Extract provided:
--
Key Factors for Coordinating Policies, Processes, and Practices

The purpose of WSCC is to align policy, practices, and resources to support each student's academic learning and provide experiences that encourage the development of the whole child—“one who is knowledgeable, healthy, motivated, and engaged.”3 Lessons learned from more than 25 years of implementation and evaluation of the Coordinated School Health approach have identified three key factors that enhance efforts to align policies, processes, and practices. These lessons provide a roadmap for WSCC.

Coordinator

A coordinator at both the district and school level is a critical factor in boosting school health efforts. Northouse states: “leadership is a process that involves influence, occurs in a group context, and involves goal attainment.”9 Northouse further defines leadership as “a process whereby an individual influences a group of individuals to achieve a common goal.”9(p3) This illustrates the central importance of coordinators in the WSCC model. The overarching role of a district coordinator is to provide leadership and vision for health goals that advance learning goals. The district coordinator has traditionally played a key role in building the infrastructure for school health by facilitating an action plan overseen by a council, guiding assessments and data gathering to ascertain policy and programmatic priorities, building support of school health with district leaders and stakeholders, forming community partnerships to secure essential health resources and services, and working with district staff to coordinate and align health-promoting instruction and programs. A district coordinator can also provide guidance, tools, and professional development for school level staff to implement health-promoting policies, programs, and best practices. The relational aspect of the district coordinator is crucial, fostering trust among district administration and school administrators and educators.

The district coordinator role takes on great significance for implementing the WSCC framework. In particular, the coordinator should be part of broader school improvement and accountability teams, providing important insight into health problems within school communities that impact student learning. The coordinator has an intimate knowledge of existing health-related policies, processes, practices, and community resources and can leverage this knowledge to identify necessary health and safety supports for students. Districts should consider a coordinator's placement within the organizational structure and how to best leverage their expertise, knowledge, and skills to be a champion for implementing best practices to reduce health-related barriers to learning.

As districts conduct a comprehensive scan of existing policies, processes, and practices, the coordinator will be integral to outlining priorities, identifying gaps, and recommending strategies to improve the health of students. A district coordinator is also necessary to facilitate and lead coordination between the 10 WSCC components and to engage community stakeholders and resources. Given that human and material resources are limited in districts and schools, coordinators should seek opportunities for synergy among stakeholders in the WSCC model, making certain the sum of outcomes is greater than its parts.
--
Data section:

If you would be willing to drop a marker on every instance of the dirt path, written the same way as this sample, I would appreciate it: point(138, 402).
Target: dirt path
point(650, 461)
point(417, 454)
--
Work to complete:
1) Answer these about the passage on WSCC coordinators:
(a) How many years of implementing and evaluating the Coordinated School Health approach produced the lessons mentioned?
(b) What is the overarching role of a district coordinator?
(c) How many WSCC components is a district coordinator said to coordinate between?
2) Carry the passage on WSCC coordinators forward from its last sentence.

Exercise results:
1)
(a) More than 25 years.
(b) To provide leadership and vision for health goals that advance learning goals.
(c) 10.

2)
Having a coordinator, or leader, at the school level is also essential. Strong leaders have been shown across a wide range of studies to be an important component supporting implementation of policies, processes, and practices at the school level.10,11 Studies indicate this leader is important in the development of policies and the implementation, enforcement, and coordination of policies.12 The leader can take the role of “sense maker” of district policies and processes as they are translated into school practice. As sense maker, the leader can be instrumental in determining how policies are implemented based on their knowledge of the school structure and local community values. Using guidance from the district coordinator on appropriate adaptations, this local knowledge will enable a better fit of the policies, processes, and programs in the school.

Within the WSCC framework, the school leader plays a key role by steering a team to develop and implement an action plan that addresses how the school will create a culture where each student is healthy, safe, challenged, supported, and engaged. Health and safety can be addressed within this structure by developing a school health improvement plan that is linked to or embedded within school improvement efforts, and connecting students, families, and staff to health-promoting resources and referrals.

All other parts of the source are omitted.